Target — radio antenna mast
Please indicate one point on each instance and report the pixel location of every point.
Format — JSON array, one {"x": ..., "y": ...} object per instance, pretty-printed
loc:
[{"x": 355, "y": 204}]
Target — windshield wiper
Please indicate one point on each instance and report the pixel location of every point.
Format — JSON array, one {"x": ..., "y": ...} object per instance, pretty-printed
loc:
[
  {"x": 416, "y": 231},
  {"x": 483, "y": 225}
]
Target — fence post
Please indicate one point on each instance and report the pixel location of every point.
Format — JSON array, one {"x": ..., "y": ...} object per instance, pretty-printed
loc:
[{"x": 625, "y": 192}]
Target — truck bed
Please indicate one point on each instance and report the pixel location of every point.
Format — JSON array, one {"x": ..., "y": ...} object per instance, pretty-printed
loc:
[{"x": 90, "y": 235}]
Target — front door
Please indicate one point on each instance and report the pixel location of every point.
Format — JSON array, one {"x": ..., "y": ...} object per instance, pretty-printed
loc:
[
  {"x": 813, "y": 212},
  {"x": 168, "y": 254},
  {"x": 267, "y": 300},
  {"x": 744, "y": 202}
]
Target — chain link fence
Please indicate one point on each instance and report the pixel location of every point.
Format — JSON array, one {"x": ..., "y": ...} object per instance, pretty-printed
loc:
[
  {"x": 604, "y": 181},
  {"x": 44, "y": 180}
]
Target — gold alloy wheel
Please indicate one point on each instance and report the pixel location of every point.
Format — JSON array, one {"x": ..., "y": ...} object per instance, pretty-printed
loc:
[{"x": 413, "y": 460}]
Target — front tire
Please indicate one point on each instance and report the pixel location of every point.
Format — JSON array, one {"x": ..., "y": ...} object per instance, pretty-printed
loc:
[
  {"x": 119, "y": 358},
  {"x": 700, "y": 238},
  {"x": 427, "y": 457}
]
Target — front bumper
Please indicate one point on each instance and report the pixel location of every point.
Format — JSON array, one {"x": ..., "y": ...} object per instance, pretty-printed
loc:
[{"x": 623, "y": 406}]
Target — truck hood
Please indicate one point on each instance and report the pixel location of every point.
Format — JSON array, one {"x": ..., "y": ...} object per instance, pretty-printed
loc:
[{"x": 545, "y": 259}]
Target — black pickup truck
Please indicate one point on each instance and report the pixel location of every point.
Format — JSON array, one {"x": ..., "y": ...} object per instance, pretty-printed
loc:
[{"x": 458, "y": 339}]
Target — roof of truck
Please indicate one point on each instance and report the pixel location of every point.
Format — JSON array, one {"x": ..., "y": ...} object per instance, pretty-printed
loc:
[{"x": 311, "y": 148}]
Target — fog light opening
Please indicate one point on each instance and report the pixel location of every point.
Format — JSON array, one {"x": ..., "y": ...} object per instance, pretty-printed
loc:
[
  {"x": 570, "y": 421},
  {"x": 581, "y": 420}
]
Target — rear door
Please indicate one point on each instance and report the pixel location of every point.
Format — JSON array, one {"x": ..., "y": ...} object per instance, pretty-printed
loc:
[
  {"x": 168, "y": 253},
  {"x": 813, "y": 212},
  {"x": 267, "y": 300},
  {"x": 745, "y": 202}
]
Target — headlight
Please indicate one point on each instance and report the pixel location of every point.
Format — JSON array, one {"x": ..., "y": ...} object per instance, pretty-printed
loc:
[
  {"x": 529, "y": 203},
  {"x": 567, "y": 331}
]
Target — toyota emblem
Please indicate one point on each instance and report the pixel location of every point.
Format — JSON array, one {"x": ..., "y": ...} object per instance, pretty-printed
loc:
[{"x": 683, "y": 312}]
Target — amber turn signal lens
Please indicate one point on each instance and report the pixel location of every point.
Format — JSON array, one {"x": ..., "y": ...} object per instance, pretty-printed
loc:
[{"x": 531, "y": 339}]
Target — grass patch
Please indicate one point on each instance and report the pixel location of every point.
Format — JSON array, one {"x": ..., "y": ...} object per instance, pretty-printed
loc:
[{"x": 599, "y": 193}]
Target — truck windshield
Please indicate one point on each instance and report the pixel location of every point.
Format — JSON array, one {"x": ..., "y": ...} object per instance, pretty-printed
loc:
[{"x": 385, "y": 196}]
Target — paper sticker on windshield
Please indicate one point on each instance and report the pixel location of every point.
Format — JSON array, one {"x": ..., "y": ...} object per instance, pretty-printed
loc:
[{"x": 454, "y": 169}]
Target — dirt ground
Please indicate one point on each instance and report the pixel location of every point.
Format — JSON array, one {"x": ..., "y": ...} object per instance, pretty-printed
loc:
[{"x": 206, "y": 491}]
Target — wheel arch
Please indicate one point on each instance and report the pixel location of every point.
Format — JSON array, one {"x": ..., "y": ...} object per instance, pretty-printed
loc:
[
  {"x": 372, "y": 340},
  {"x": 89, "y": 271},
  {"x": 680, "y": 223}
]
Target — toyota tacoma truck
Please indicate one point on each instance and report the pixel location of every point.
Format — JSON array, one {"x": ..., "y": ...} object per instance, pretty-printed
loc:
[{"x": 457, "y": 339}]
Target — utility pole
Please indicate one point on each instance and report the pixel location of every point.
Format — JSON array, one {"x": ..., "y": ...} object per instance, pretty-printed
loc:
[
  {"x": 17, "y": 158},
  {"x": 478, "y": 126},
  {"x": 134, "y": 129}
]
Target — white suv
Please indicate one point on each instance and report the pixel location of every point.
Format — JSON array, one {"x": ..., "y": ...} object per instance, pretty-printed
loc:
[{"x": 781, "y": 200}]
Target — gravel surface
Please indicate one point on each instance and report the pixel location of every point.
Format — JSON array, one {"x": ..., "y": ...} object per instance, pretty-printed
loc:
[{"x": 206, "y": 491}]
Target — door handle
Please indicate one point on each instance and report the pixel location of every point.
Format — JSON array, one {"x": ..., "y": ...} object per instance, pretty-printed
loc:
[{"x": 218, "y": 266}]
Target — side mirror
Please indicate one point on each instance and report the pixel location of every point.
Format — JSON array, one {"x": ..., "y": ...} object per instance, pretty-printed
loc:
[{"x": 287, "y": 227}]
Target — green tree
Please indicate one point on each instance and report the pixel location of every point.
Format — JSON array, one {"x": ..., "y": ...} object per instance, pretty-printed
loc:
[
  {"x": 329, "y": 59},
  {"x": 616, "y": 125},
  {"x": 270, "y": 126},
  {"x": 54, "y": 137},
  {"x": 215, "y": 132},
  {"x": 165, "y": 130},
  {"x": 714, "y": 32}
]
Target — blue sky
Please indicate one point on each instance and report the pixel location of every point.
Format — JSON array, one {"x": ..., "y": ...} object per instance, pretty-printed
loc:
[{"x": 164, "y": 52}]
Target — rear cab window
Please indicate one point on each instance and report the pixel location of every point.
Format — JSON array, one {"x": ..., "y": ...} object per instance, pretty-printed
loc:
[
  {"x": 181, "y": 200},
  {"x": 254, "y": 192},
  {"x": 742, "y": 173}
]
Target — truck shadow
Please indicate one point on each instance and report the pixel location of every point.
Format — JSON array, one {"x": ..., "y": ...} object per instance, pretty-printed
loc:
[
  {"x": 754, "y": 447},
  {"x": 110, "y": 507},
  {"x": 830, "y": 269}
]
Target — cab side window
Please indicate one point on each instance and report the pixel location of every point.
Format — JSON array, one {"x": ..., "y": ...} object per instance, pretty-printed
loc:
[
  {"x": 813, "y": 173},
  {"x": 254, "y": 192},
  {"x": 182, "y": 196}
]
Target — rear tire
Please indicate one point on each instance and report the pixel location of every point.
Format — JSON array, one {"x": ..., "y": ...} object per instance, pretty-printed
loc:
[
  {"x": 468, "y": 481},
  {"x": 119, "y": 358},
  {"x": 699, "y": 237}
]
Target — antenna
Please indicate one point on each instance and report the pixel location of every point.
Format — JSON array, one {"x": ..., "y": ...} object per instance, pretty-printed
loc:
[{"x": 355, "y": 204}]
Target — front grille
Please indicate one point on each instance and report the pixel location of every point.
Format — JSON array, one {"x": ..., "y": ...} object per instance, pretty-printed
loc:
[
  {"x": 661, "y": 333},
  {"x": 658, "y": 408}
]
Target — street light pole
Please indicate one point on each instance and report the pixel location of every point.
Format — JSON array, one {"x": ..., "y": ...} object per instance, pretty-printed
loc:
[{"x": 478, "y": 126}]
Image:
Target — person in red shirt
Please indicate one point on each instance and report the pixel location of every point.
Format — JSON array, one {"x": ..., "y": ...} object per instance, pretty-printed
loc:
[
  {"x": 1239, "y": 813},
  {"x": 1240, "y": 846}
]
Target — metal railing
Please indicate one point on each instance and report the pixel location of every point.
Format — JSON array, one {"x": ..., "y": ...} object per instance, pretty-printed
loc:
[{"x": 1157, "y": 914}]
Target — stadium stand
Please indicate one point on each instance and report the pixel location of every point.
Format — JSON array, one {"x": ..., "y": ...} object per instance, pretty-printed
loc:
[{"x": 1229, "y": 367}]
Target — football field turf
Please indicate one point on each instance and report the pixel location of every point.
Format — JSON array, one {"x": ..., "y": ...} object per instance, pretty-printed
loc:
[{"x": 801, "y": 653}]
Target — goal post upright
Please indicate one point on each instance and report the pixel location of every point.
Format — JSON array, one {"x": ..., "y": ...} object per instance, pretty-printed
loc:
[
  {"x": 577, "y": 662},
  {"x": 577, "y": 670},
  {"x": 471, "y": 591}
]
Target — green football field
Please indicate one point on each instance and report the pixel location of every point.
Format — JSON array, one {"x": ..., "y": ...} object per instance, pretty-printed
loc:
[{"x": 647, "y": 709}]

# # #

EXERCISE DESCRIPTION
What is the number of lines in the entries above that include the word "field"? Answer with that number alone.

RESPONSE BELOW
2